» **Problem requirements**: Present the records as a numbered list from the line containing "[spot] the girl's blonde" through the final line of the records, both included, and leave out any blank lines.

— START Information supplied —

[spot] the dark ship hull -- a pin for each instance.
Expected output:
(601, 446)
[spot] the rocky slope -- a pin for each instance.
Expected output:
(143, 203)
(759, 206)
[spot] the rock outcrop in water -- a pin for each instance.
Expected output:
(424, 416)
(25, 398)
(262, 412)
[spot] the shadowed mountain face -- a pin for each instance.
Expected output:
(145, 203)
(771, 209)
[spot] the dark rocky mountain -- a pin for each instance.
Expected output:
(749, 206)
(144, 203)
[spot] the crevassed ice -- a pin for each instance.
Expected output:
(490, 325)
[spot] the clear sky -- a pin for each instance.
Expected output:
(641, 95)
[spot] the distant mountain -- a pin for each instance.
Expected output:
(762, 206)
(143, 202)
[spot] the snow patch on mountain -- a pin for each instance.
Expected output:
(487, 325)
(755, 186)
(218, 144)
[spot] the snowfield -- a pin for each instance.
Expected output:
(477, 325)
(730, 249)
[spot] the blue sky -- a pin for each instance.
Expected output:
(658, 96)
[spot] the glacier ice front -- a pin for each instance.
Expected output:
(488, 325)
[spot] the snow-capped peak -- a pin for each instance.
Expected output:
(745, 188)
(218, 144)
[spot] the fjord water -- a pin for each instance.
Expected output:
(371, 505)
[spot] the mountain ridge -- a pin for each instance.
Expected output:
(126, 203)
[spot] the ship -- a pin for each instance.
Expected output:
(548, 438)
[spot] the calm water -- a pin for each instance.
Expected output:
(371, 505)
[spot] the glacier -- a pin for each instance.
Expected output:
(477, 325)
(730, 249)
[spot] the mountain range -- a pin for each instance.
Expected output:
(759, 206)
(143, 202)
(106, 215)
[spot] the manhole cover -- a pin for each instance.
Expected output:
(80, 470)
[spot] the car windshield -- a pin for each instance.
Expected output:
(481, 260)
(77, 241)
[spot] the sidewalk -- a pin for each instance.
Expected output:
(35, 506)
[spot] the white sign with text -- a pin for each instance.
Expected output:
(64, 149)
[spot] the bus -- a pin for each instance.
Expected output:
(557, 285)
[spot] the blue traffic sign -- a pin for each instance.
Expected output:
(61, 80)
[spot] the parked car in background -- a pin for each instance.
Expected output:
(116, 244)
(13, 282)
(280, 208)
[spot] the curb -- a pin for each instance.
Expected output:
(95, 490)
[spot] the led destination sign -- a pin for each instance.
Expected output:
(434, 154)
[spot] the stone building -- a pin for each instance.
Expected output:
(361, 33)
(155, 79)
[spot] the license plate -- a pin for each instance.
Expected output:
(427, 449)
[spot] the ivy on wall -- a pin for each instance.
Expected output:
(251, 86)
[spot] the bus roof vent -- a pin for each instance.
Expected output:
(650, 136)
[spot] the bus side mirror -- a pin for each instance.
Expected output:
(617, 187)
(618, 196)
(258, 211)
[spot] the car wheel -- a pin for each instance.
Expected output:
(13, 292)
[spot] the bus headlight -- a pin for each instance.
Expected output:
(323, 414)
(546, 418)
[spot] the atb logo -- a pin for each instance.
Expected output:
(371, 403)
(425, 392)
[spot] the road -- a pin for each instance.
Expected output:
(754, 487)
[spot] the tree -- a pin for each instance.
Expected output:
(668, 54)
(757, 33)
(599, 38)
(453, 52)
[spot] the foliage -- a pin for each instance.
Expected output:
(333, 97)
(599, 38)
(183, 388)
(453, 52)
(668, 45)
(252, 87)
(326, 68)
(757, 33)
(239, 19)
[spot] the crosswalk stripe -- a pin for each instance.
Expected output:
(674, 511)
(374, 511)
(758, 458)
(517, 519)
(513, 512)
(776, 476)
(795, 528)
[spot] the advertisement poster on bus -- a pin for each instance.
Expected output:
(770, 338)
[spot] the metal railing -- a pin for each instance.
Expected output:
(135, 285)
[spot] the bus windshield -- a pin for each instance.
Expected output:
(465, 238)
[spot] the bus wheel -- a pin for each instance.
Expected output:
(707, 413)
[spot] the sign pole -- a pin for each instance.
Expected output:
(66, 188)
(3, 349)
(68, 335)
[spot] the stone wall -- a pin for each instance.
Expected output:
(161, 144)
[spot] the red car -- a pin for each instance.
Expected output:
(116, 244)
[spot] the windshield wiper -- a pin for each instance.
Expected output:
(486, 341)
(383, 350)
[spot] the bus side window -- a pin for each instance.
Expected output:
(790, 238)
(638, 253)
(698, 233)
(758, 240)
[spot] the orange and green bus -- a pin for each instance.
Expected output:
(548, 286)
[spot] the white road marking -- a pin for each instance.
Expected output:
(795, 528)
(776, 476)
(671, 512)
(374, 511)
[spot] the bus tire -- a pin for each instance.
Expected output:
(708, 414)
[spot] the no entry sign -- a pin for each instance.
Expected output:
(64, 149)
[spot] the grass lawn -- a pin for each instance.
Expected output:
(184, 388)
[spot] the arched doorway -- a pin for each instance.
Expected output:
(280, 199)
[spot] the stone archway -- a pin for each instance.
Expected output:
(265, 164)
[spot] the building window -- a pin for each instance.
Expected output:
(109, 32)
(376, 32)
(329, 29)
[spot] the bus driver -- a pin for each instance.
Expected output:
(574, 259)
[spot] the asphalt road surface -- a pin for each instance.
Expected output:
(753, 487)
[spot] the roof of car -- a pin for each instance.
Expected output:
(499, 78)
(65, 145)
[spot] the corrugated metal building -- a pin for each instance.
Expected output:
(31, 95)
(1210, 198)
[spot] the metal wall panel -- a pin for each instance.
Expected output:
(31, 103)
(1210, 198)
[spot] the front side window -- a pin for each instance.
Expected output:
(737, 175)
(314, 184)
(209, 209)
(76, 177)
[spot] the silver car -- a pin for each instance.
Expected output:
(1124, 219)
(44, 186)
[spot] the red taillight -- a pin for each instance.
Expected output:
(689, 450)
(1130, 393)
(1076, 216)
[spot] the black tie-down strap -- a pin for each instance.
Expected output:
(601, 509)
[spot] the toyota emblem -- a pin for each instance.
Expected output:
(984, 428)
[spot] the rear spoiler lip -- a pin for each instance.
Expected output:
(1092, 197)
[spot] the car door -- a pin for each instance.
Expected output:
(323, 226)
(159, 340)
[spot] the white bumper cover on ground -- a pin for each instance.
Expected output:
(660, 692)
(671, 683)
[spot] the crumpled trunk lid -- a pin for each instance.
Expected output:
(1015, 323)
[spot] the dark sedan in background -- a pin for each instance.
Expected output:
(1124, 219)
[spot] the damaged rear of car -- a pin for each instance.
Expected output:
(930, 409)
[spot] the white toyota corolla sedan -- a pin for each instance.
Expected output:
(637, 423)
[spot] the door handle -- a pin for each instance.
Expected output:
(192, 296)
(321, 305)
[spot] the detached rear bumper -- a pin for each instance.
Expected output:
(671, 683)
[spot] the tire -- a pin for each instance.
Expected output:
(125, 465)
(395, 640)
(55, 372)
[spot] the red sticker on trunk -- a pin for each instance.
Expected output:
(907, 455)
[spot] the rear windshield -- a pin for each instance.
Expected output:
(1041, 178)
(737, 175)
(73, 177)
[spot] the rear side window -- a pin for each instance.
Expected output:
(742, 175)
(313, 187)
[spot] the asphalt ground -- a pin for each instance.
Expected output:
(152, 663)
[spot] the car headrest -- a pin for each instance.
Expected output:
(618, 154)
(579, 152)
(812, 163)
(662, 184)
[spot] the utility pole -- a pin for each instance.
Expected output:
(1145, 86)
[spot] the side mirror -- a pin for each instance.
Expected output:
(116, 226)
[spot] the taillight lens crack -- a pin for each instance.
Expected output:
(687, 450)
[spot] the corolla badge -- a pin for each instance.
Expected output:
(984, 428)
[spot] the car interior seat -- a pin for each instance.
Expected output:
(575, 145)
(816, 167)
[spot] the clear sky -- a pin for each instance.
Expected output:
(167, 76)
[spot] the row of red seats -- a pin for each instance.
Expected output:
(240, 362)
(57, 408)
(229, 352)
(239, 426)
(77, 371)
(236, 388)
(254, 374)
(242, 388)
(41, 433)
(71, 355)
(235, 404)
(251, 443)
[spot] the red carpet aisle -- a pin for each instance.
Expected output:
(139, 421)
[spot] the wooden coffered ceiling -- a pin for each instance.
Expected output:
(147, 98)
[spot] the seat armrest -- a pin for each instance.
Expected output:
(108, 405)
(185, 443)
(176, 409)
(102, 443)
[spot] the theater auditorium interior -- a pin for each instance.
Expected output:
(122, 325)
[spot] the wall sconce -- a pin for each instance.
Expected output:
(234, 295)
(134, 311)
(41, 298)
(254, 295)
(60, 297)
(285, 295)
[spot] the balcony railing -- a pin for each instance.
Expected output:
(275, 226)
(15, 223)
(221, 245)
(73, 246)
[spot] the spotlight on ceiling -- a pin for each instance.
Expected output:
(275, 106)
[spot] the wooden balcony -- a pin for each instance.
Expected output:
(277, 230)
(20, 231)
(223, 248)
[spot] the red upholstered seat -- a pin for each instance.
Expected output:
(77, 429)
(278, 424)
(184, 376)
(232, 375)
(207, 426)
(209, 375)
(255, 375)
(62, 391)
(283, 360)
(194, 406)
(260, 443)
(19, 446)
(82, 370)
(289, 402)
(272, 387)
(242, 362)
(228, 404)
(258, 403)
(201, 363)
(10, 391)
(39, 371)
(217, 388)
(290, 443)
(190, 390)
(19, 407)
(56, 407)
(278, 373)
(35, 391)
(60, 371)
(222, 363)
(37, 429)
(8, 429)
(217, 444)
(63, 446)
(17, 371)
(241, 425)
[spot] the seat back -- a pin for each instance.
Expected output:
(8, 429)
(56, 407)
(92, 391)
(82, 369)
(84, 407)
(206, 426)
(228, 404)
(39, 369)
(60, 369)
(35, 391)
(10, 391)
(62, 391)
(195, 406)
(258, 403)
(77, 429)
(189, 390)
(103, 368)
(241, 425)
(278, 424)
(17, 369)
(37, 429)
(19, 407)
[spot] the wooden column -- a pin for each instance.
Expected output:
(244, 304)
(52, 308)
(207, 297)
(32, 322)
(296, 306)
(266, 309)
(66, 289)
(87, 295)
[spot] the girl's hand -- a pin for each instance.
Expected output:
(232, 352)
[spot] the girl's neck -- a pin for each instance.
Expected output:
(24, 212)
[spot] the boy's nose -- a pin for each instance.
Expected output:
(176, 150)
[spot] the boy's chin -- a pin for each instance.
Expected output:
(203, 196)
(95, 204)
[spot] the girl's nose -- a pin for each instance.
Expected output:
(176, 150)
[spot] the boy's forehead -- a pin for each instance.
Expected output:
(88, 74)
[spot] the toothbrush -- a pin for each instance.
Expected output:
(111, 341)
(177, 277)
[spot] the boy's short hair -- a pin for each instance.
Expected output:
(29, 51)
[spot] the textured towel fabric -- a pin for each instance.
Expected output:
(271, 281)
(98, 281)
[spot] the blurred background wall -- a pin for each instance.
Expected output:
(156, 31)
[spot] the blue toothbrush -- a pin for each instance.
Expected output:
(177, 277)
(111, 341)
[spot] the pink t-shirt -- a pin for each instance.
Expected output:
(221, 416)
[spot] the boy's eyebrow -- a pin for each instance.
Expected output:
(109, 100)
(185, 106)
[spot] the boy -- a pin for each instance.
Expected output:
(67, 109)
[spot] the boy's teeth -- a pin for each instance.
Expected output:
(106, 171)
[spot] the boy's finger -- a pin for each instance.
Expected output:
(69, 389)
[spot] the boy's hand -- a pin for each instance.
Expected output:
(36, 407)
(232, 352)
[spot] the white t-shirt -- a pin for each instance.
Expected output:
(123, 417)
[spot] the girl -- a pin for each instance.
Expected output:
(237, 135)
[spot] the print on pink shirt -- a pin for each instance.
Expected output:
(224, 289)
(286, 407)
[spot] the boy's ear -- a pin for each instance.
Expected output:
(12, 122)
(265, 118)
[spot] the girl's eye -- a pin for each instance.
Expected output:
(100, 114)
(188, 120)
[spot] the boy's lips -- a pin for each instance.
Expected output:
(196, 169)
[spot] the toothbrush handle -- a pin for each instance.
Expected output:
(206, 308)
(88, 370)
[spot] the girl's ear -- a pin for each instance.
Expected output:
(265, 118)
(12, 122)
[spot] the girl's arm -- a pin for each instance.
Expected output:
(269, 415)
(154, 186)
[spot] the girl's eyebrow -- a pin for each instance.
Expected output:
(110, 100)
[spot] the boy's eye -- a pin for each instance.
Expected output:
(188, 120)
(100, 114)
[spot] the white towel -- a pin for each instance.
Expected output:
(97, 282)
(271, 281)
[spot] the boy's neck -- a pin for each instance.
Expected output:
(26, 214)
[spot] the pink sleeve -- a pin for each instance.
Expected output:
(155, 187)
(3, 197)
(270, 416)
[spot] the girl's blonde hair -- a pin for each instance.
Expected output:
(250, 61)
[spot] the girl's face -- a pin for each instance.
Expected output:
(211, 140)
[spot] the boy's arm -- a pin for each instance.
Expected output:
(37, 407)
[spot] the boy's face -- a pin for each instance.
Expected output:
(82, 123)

— END Information supplied —

» **Solution to this problem**:
1. [spot] the girl's blonde hair -- a pin for each instance.
2. Expected output:
3. (250, 61)
4. [spot] the girl's face -- a pin for each instance.
5. Expected output:
6. (211, 140)
7. [spot] the boy's arm -- a pin for each instance.
8. Expected output:
9. (37, 407)
10. [spot] the boy's face -- a pin for each instance.
11. Expected output:
12. (82, 123)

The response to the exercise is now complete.